start Passage

The best possible linear input-output model

Step 2: Check if it Makes Sense to Add Curvature

If enough cases are available and curvature is clearly present in the data given the control variables that are included in the linear model, curvature can be added. Curvature can be represented by quadratic terms or 1. order physics terms, in either one or several dimensions depending on the geometry in the data. The system of equations in the regression must be decidedly overdetermined for the resulting linear model with curvature, so that all parameters in the simplified linear model can be found through regression with some measure of uncertainty. If this is not possible, the linear model is kept as it is.

Output:

Best Possible Input-Output Model for the Particular Output Measurement.

The input-output models found through the model building algorithm serve as input to the local optimization model. If control variables are eliminated from some or all of the input-output models, these control signals must either be constants in or excluded from the local optimization model.

If the data quality is poor, poor quality input-output models (or lack there) serve as input to the local optimization model. In such cases it might be inconvenient or impossible to conduct production optimization. Then it is comforting to know that the local optimization model also serves as input to a test generation algorithm. Based on the poor quality of the data utilized for model building, this algorithm proposes step tests or oscillation tests that should contribute to more and better information about the particular control signals. Such tests should result in more high quality data and thus high quality input-output models.

This example is a sequel to example 1a above, which concerned generation of a steady state data table. Again, the real production data for the production system of FIG. 2 is used the period of 20.04.2014-20.05.2014. As before, the top plot shows the gas export measurement, and the bottom plot shows the choke settings of well 1 and 2 during this period and there have been no changes in the chokes of the remaining wells of the system during this time. The vertical line 10 in FIG. 3 was used as an end point for data processing of example 1a. We now take this to be a cutoff-line between the period for data collection and the generation of the steady state data table and a period that we want to predict. The data to the left of this line (20.04.2014-16.05.2014) has been used to generate the steady state case data table, ref. example 1a, which in this example has been used for building a linear model, in order to predict what occurs to the right of the line (16.05.2014-20.05.2014). Thus, we have real-world data to compare to a prediction in order to check the accuracy of the prediction.

end Passage
start Stored rows

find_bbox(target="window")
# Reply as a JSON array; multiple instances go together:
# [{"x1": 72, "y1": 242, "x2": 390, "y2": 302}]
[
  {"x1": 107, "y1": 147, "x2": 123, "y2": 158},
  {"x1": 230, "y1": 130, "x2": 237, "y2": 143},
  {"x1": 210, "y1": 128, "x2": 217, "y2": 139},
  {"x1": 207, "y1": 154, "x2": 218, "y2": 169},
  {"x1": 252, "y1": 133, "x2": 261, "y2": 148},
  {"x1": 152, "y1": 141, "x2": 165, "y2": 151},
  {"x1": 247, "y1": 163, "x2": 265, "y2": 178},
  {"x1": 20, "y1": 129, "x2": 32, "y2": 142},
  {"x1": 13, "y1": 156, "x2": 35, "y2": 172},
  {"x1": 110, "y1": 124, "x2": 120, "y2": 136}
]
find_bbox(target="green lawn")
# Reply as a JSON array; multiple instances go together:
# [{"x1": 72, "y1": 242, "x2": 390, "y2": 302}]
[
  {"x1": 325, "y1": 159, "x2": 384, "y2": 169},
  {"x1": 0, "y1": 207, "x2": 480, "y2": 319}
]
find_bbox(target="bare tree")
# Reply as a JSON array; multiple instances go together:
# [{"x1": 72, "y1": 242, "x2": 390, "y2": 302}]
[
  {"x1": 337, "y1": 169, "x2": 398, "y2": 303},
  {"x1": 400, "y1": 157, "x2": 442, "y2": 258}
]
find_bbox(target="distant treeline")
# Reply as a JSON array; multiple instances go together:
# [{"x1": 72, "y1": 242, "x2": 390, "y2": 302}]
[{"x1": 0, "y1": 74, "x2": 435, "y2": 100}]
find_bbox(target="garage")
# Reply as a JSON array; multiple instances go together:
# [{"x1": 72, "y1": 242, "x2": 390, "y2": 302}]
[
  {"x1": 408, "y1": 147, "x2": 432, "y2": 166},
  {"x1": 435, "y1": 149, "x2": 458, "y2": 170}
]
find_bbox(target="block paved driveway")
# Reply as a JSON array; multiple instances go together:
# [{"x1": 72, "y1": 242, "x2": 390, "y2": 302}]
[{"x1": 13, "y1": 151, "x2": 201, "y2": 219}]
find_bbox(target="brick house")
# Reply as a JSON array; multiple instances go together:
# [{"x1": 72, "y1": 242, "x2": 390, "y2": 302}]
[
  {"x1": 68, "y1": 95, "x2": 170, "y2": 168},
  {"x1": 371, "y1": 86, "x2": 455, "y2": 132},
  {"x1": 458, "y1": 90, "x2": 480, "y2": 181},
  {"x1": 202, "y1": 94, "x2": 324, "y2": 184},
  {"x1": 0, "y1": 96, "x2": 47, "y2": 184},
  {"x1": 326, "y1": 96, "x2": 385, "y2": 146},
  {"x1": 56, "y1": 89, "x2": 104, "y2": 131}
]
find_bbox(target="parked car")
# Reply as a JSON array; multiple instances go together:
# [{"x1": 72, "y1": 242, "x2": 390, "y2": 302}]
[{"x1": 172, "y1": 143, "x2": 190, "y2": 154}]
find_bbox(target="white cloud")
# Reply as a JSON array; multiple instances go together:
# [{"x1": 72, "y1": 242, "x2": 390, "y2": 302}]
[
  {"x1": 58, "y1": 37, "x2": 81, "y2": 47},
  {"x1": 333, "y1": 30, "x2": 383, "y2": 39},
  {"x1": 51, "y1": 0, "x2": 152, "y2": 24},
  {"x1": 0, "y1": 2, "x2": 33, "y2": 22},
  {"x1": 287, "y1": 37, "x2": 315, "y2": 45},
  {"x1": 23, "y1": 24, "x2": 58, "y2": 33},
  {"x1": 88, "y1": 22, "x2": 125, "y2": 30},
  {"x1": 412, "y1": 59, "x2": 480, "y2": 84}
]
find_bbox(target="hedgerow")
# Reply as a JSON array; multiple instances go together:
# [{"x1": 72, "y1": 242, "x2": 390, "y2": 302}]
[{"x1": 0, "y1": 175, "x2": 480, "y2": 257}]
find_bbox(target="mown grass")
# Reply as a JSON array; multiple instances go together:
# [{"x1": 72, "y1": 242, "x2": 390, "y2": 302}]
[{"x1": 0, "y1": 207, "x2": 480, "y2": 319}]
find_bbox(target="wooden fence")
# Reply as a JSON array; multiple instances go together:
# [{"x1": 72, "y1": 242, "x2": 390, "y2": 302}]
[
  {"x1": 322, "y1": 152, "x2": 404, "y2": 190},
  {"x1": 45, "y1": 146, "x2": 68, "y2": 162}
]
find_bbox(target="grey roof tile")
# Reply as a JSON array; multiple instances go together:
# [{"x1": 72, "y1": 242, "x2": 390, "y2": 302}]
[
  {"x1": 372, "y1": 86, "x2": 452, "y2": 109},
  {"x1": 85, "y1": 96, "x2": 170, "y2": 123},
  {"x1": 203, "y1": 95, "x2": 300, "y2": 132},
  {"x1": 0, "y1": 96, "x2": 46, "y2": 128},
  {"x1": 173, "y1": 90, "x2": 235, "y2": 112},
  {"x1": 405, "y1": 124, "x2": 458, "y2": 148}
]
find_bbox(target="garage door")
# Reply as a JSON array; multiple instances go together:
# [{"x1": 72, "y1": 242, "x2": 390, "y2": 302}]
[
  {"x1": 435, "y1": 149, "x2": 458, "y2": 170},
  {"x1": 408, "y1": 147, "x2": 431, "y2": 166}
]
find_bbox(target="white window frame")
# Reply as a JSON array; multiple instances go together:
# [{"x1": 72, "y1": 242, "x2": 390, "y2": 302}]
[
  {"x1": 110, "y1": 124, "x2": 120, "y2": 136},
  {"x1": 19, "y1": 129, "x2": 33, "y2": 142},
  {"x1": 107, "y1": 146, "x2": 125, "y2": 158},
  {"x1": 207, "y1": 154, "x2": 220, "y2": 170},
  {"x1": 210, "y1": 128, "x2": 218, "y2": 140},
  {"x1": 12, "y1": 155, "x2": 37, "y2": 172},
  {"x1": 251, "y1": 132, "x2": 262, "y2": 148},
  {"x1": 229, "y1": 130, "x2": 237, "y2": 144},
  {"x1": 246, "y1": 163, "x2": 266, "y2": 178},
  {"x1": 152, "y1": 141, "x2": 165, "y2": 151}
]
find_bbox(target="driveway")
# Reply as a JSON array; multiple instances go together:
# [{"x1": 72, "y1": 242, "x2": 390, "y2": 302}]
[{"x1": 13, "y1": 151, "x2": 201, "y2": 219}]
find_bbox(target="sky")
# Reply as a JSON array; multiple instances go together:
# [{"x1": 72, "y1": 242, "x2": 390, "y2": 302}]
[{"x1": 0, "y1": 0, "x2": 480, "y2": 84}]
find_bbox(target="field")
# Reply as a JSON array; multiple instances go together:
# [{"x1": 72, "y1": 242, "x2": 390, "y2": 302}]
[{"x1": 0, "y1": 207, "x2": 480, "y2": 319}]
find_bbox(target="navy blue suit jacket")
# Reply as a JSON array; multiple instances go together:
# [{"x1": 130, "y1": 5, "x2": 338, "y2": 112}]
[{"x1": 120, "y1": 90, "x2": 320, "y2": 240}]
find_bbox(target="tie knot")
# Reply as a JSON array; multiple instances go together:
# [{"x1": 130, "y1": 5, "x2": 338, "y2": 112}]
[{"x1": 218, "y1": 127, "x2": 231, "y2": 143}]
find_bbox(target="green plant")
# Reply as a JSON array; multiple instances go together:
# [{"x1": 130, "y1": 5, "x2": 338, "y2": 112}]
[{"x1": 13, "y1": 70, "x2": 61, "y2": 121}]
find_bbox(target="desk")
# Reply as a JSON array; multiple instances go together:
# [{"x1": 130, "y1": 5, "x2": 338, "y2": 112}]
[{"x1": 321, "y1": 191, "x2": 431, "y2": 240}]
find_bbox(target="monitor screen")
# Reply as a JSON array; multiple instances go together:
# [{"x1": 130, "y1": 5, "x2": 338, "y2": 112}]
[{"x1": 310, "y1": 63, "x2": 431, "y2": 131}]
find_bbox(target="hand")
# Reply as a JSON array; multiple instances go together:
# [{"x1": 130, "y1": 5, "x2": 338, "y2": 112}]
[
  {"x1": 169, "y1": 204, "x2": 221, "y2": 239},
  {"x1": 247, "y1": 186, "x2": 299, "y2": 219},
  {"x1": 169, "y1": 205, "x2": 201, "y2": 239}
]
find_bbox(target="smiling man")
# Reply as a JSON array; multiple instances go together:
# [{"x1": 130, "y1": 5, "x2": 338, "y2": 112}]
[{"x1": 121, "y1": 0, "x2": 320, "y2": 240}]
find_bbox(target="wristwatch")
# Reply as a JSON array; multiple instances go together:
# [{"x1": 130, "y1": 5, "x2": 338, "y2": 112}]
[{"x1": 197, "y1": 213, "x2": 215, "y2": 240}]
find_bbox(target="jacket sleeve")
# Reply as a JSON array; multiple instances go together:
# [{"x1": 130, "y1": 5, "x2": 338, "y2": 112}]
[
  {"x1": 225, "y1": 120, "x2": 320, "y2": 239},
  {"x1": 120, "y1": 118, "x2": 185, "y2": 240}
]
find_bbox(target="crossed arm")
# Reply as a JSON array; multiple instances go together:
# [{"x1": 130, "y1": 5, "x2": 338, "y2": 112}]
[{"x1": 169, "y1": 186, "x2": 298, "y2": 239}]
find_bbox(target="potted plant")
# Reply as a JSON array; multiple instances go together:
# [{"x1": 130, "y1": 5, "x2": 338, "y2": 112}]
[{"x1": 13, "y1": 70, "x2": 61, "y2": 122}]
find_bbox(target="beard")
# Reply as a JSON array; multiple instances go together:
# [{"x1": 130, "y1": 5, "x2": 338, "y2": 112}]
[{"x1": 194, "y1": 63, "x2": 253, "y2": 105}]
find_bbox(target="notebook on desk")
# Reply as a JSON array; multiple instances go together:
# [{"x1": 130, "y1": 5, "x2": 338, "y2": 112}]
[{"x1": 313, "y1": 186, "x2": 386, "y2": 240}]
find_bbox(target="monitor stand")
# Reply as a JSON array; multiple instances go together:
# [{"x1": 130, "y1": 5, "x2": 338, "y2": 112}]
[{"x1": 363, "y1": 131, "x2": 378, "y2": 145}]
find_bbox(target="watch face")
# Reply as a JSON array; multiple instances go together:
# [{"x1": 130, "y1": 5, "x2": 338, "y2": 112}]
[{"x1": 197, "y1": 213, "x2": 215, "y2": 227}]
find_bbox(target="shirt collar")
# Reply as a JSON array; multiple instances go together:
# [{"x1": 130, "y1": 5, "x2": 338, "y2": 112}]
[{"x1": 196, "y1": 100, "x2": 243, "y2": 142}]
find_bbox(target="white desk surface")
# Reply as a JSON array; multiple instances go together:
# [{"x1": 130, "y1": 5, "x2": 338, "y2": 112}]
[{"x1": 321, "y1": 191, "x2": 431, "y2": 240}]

end Stored rows

**Work to do**
Decide whether each statement agrees with the passage on input-output models: 1. Curvature can be represented only by quadratic terms. 2. The test generation algorithm proposes step tests or oscillation tests. 3. The period to be predicted runs from 20.04.2014 to 16.05.2014. Answer yes or no for each, quoting the words of the passage that decide it. Rely only on the text for what follows.

**Solved exercise**
1. No: "Curvature can be represented by quadratic terms or 1. order physics terms"
2. Yes: "this algorithm proposes step tests or oscillation tests"
3. No: "in order to predict what occurs to the right of the line (16.05.2014-20.05.2014)"